Fragmento proporcionado →
= = = =
La clave está en el hecho de que María Medem no pertenece a ninguna de las tradiciones imperantes en el cómic occidental. Sus referentes han de buscarse, más bien, en el trabajo de fotógrafos como Atín Aya, Cristina García Rodero o Ramón Masats y en el flamenco tradicional, del que es gran aficionada. Pero estas influencias no se traducen en calcos o citas directas, sino que se procesan de un modo intuitivo y libre que cristaliza en un estilo propio, en una voz única que habla del mundo sin representarlo literalmente. En su interés por los espacios vacíos y los parajes desolados es tentador buscar un correlato de la España vaciada y no se puede descartar que exista, pero la manera en que se construyen alude lo atávico, a la soledad existencial y nuestra relación con los demás y con nuestro entorno: la tierra, el agua y las plantas son omnipresentes y despliegan múltiples significados, nunca explícitos. Las abundantes ruinas no parecen remitir al gusto de los pintores románticos sino, quizá, a los cuadros de De Chirico: más bien son avatares de una decadencia atemporal, de un estado anímico crepuscular, consciente de la supremacía de lo natural frente a lo humano.
= = = =
Por hacer →
a) ¿Concuerdan con el fragmento sobre María Medem estas afirmaciones: (i) entre sus referentes figura el trabajo del fotógrafo Atín Aya; (ii) sus influencias se traducen en citas directas; (iii) sus ruinas remiten al gusto de los pintores románticos? Responde sí o no a cada una y cita textualmente las palabras del fragmento que lo deciden.
b) ¿Puedes proseguir el fragmento sobre María Medem a partir de su última oración?

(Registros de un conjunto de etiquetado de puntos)
= = = =
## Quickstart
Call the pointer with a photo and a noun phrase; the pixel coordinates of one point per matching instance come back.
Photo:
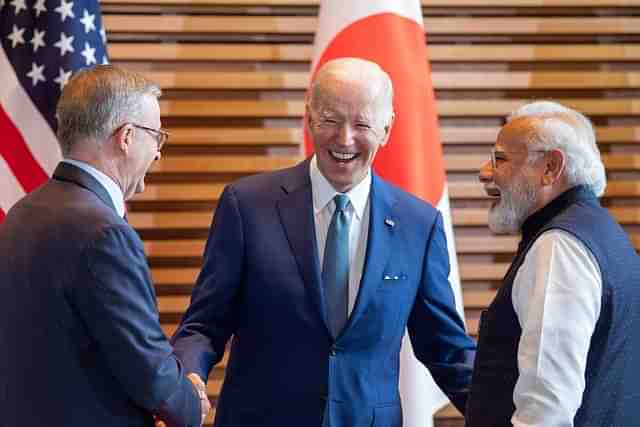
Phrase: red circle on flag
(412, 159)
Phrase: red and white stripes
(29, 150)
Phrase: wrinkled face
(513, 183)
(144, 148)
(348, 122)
= = = =
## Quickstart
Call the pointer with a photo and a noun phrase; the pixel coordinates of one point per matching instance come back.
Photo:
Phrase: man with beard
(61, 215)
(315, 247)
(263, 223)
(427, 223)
= = = =
Resultados →
a)
(i) Sí: «Sus referentes han de buscarse, más bien, en el trabajo de fotógrafos como Atín Aya, Cristina García Rodero o Ramón Masats».
(ii) No: «estas influencias no se traducen en calcos o citas directas».
(iii) No: «Las abundantes ruinas no parecen remitir al gusto de los pintores románticos».

b)
Acostumbrados como estamos a cómics que orbitan en torno al mundo urbano, no somos conscientes del todo hasta qué punto limita eso nuestra experiencia cultural. En la novela existe una corriente de exploración de lo rural y lo local –desde “Panza de burro” (2020), de Andrea Abreu, a “Feria” (2020), de Ana Iris Simón– a la que podríamos asociar el trabajo de Medem. Pero en él hay siempre una liberación de lo contingente para sumergirse en lo arquetípico y alcanzar lo universal. Por eso, en el relato de “Por culpa de una flor” no sabemos el dónde ni el cuándo aunque, paradójicamente, no pueda entenderse sin entender que Medem es andaluza y que es al paisaje y al folclore de Andalucía a los que recurre para construir su narración y su iconografía.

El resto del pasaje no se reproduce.